### Consigne A
Traduis en anglais cette phrase du texte sur la montée du FN : « L’autre soir, j’ai tenté de regarder un film à la télévision. »
### Consigne B
Reprends le texte sur la montée du FN et la télévision après sa dernière phrase, et écris la suite en quelques phrases.

Les politiques se grattent la tête, les journalistes se perdent en conjectures : et si l’explication de la montée du FN nous crevait les yeux, tout simplement ? Si elle était tout bonnement installée dans le salon. Une réflexion du philosophe Bernard Stiegler*, conforte l’intuition qui me chatouille sur le sujet.
Expliquons-nous. L’autre soir, j’ai tenté de regarder un film à la télévision. Evènement assez rare. Escapade au grenier, où est relégué le poste, appel aux garçons pour mettre l’engin en route, réglage sur la chaine convoitée. Et d’entrée une volée de spots publicitaires en pleine face, insérés dans un labyrinthe de bandes annonces pour des programmes, des films, des rendez-vous. Ensuite nouvel écran de pub. Et au milieu, un programme famélique, mal doublé, entrelardé de nouvelles pubs.

### Entrées extraites
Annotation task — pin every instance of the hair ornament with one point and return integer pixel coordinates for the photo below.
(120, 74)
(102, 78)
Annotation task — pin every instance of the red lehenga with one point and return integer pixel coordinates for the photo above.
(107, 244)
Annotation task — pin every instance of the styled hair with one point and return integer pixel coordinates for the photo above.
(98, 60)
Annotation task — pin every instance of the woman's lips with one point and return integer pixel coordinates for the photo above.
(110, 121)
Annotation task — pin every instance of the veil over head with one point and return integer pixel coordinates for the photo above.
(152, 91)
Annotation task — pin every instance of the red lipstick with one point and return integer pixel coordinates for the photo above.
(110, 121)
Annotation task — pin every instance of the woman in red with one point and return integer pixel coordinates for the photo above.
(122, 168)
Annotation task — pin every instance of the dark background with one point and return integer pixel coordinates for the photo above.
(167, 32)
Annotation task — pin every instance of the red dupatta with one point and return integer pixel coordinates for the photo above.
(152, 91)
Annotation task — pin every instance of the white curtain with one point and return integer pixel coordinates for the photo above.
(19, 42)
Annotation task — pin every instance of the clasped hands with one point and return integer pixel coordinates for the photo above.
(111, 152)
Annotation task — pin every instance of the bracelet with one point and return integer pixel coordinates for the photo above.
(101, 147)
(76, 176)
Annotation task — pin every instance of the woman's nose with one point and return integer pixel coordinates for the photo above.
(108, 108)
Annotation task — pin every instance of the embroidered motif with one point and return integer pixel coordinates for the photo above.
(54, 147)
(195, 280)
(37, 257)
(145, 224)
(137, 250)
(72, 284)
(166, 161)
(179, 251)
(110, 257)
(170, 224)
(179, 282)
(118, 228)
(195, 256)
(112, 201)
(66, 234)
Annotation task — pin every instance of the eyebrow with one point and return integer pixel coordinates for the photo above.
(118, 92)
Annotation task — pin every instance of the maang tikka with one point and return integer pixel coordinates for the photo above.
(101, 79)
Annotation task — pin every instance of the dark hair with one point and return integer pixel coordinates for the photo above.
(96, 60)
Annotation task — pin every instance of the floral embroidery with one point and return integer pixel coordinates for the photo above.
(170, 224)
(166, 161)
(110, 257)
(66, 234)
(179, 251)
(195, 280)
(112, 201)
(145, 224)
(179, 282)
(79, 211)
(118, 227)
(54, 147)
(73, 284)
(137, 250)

* * *

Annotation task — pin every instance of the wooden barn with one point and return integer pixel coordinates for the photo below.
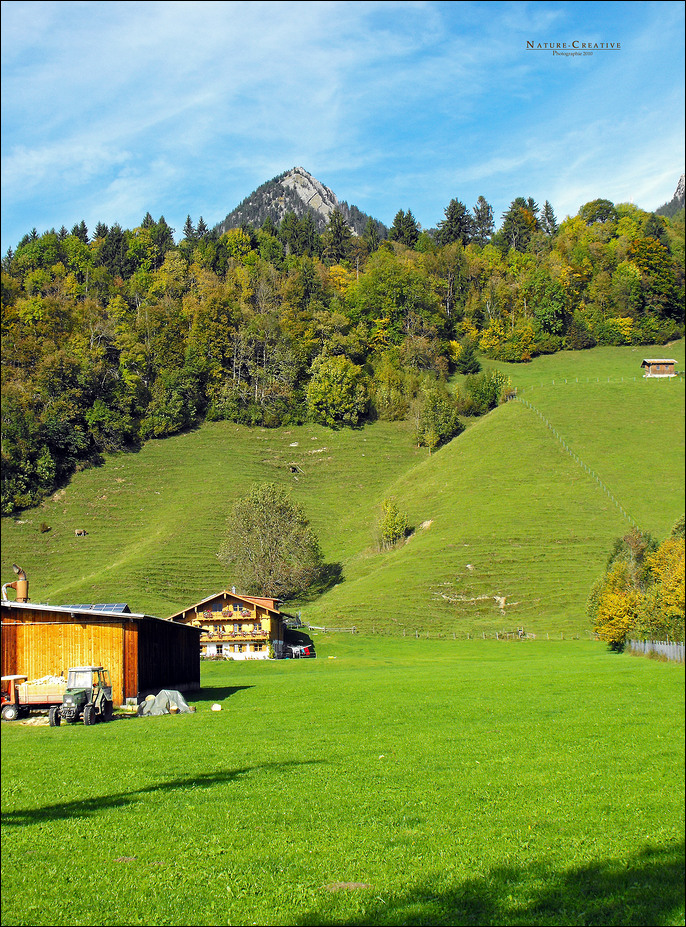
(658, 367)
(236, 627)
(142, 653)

...

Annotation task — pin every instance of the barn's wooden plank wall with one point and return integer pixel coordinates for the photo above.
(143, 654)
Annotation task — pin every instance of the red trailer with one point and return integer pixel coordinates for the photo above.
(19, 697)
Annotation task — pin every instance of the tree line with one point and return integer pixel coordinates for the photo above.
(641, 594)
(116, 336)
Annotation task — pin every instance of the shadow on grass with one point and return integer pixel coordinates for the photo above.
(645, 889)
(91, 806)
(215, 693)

### Réponse A
The other evening, I tried to watch a movie on television.

### Réponse B
Bref, cet engin diabolique n’est rien d’autre qu’une machine à créer artificiellement du désir. Ce n’est certes pas une information, Mais si on réfléchit deux secondes, c’est aussi et surtout une machine à créer de la frustration, parce que personne ne peut humainement répondre à toutes ces sollicitations. On n’ose imaginer ce qu’ingurgite chaque jour une maisonnée française qui regarde la télévision plus de trois heures en moyenne (désolé de rappeler cette cruelle donnée).
Cette fabrique de frustration est un moteur infernal. Ce peut être extrêmement toxique. On ne peut jamais avoir tout mieux que son voisin, et ça peut vite tourner à l’enfer. On devient envieux, jaloux et pour finir intolérant (la rumeur du supermarché et de la discothèque dans le camp de réfugiés de Calais est assez édifiante). * Stiegler le dit autrement (et beaucoup mieux) mais cela revient au même : « le consumérisme, [qui] a produit une insolvabilité généralisée et dégradé les consommateurs sur les plans physique et psychique. »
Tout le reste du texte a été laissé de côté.